• Aim of the task:
Copy the data exactly as it appears, and do not include any pictures.
--- START OF Given data ---
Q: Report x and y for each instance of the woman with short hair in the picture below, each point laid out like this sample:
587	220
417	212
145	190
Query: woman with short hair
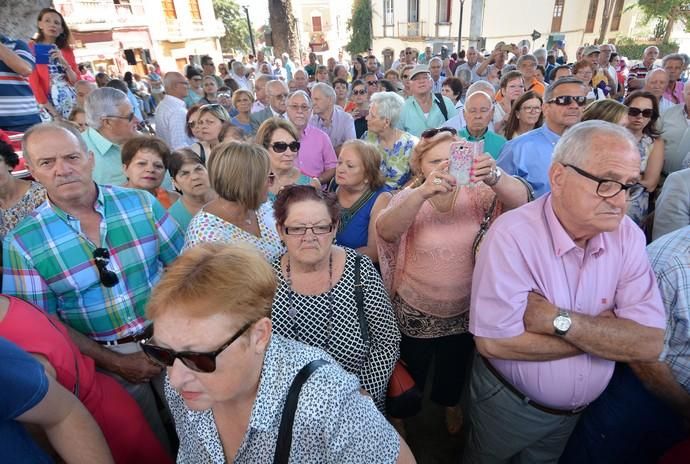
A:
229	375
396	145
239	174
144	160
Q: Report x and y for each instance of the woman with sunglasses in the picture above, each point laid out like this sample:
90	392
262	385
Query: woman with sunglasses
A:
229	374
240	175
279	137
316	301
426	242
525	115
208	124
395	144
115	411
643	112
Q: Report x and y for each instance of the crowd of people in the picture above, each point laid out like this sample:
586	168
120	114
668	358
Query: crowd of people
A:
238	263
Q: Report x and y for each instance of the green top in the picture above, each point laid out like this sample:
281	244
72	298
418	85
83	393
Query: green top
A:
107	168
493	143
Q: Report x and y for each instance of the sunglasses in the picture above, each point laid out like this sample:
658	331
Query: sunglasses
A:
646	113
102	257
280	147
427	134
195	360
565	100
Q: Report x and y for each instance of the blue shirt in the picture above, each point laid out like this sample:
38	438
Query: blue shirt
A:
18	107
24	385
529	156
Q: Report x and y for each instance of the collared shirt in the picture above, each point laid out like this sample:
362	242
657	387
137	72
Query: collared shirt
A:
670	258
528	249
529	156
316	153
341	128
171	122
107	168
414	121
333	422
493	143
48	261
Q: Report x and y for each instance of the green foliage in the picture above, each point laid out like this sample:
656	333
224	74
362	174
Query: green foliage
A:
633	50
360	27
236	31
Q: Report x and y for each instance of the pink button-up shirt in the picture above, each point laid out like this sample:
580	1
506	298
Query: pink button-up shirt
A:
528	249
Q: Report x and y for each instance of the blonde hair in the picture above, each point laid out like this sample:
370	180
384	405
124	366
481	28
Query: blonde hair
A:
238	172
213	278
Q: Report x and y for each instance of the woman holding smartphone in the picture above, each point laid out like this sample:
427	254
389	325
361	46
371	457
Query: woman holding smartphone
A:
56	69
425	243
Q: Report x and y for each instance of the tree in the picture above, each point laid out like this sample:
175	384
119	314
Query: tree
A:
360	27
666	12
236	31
--- END OF Given data ---
• Solution to the problem:
Q: Report x and y for each instance of the woman with short hair in the picture below, each point laid out like this sample:
587	220
417	212
145	190
Query: woman with short hair
A:
229	375
396	145
239	174
144	160
Q: Report x and y for each instance of the woman with sunglasses in the picture above, each point laid out like this sample:
90	392
262	385
Query: woman with sunglasses
A:
229	374
240	175
279	137
316	301
426	242
525	115
208	124
395	144
115	411
643	112
Q: Report x and y for each instance of the crowd of people in the picture above, each point laid out like this sample:
586	168
120	114
668	358
Query: crowd of people
A:
238	263
Q: Report x and y for each instance of the green top in the picture above, each point laid out like this sample:
281	244
72	298
418	85
83	393
Query: green top
A:
107	168
493	143
Q: Report x and y for each instance of the sunglasses in the picture above, each point laid out like this sample:
658	331
Query: sunglasses
A:
646	113
102	257
280	147
427	134
195	360
565	100
Q: Report x and y for each instance of the blue shirt in the picture above, each point laid out like this sample:
38	438
Query: blue shirt
A:
18	107
24	385
529	156
Q: Report x and y for each instance of the collared shirt in the picture above, each point laid out like this sample:
362	242
657	387
137	72
Query: collared shirt
A:
670	258
528	249
529	156
316	153
341	128
171	122
107	168
414	121
333	422
493	143
48	261
Q: Report x and y for each instance of the green foliage in the picture above, each point laid out like this sample:
656	333
224	74
362	174
Query: green foliage
A:
633	50
360	27
236	31
Q: Report x and y for each instance of the pink button-up shirt in the picture above, each point laid out like this sample:
580	1
506	298
Query: pink button-up shirt
A:
528	249
Q: Report x and y for each instance of the blonde hair in the picture above, each point laid out like this sample:
370	180
384	405
124	366
481	28
Query: blonde hair
A:
238	172
213	278
Q: Report x and y for each instance of the woman holding smartphone in the picture above, each point laid out like this sample:
427	254
389	325
361	46
371	457
Query: woman holding smartphone
A:
56	69
425	243
Q: Report x and y for each instance of the tree in the picture above, each point laid out like this sample:
175	384
119	314
Query: tree
A:
360	27
666	12
236	31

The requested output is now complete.